**Aim of the task:** Find each line in the records below that contains the word "target", and copy every such line.

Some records
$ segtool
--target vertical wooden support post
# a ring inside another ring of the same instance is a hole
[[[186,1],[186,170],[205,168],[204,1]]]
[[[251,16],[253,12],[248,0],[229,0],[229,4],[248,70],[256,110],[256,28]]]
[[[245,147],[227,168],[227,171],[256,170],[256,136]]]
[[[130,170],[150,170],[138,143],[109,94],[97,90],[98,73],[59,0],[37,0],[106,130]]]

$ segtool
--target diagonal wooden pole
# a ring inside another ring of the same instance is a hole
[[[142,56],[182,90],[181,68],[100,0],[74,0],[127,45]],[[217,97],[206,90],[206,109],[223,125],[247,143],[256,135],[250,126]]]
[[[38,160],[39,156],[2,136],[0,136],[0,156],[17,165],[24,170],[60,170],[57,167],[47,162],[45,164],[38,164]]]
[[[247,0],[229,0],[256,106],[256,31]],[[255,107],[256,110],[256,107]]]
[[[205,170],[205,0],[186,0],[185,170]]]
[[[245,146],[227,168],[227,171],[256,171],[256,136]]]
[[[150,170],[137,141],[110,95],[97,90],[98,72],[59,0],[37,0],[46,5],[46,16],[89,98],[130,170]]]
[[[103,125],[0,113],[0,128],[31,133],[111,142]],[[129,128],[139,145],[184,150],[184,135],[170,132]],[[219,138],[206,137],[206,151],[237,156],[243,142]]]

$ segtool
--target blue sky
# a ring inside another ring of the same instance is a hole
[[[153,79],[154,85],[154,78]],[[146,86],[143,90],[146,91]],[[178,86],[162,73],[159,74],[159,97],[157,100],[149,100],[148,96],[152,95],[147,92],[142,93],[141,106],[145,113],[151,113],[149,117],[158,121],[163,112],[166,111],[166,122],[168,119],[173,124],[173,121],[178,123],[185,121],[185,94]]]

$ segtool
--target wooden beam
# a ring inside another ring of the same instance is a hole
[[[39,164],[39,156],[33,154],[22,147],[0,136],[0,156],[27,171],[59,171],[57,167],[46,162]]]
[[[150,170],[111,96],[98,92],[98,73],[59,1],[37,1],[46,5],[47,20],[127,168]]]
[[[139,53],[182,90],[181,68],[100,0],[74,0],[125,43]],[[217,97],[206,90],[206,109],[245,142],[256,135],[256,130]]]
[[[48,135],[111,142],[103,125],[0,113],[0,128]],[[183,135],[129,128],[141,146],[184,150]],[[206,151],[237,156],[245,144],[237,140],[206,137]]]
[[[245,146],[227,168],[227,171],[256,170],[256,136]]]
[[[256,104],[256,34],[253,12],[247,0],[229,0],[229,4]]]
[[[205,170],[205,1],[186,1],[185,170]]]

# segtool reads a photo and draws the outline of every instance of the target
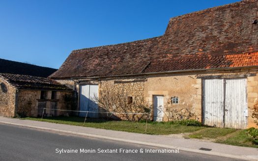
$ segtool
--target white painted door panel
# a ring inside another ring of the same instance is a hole
[[[203,80],[204,124],[223,127],[224,80]]]
[[[226,79],[225,128],[246,129],[247,117],[246,79]]]
[[[153,96],[153,121],[162,121],[164,116],[164,97],[163,96]]]
[[[98,104],[94,101],[94,98],[98,97],[98,85],[90,85],[89,90],[89,111],[92,112],[98,112]],[[91,118],[98,117],[98,113],[89,113],[89,117]]]
[[[89,86],[88,85],[82,85],[80,86],[80,110],[88,111],[88,98]],[[86,116],[86,112],[80,112],[79,116],[81,117]]]
[[[85,111],[98,112],[98,106],[94,101],[94,97],[98,97],[98,85],[81,85],[80,94],[80,110]],[[80,112],[79,116],[85,117],[86,112]],[[87,116],[96,118],[98,113],[88,112]]]

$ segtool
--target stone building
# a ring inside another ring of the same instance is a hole
[[[151,103],[154,121],[255,127],[258,19],[255,0],[172,18],[162,36],[73,51],[49,77],[73,88],[78,110],[98,111],[91,96],[123,84],[129,98]]]
[[[44,108],[71,109],[73,91],[51,79],[0,73],[0,116],[42,116]],[[67,112],[47,109],[48,116]]]
[[[47,78],[57,69],[0,58],[0,73]]]

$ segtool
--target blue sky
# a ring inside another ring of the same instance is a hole
[[[72,50],[164,34],[170,18],[233,0],[0,0],[0,58],[58,68]]]

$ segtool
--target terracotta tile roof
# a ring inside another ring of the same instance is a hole
[[[258,52],[258,25],[252,23],[258,19],[257,10],[258,0],[248,0],[174,17],[161,36],[74,51],[50,77],[139,73],[158,60],[180,59],[184,63],[180,69],[215,66],[208,57]],[[189,58],[193,64],[184,62]],[[192,60],[195,59],[207,64],[198,67],[196,64],[200,63]],[[251,64],[247,64],[243,65]]]
[[[0,73],[47,78],[57,69],[0,59]]]
[[[17,89],[72,90],[64,85],[49,78],[6,73],[0,73],[0,78]]]
[[[258,53],[151,62],[143,73],[258,66]]]

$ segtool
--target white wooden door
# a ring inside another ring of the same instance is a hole
[[[87,84],[80,86],[80,110],[98,112],[98,106],[94,102],[94,97],[98,97],[98,85]],[[80,112],[79,116],[85,117],[86,112]],[[98,117],[97,112],[88,112],[87,116],[92,118]]]
[[[224,80],[205,79],[203,82],[204,124],[223,127]]]
[[[163,121],[164,116],[164,97],[154,95],[153,96],[153,121]]]
[[[89,87],[90,102],[89,103],[88,110],[94,112],[90,112],[89,113],[89,117],[91,118],[98,118],[98,106],[95,102],[94,98],[95,97],[97,98],[98,97],[98,85],[90,85]]]
[[[246,129],[246,78],[204,79],[203,82],[204,125]]]
[[[246,129],[247,126],[246,79],[226,79],[225,127]]]

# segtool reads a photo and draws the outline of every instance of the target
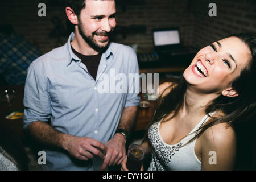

**Problem solution:**
--target vertical wooden support post
--target diagonal wooden pole
--target blue sky
--target wooden beam
# segtool reads a photo and draws the outline of every instance of the target
--target white painted door panel
--target stone building
--target blue sky
--target terracotta tile roof
--target white wooden door
# segtool reads a photo and draws the outline of every instance of the target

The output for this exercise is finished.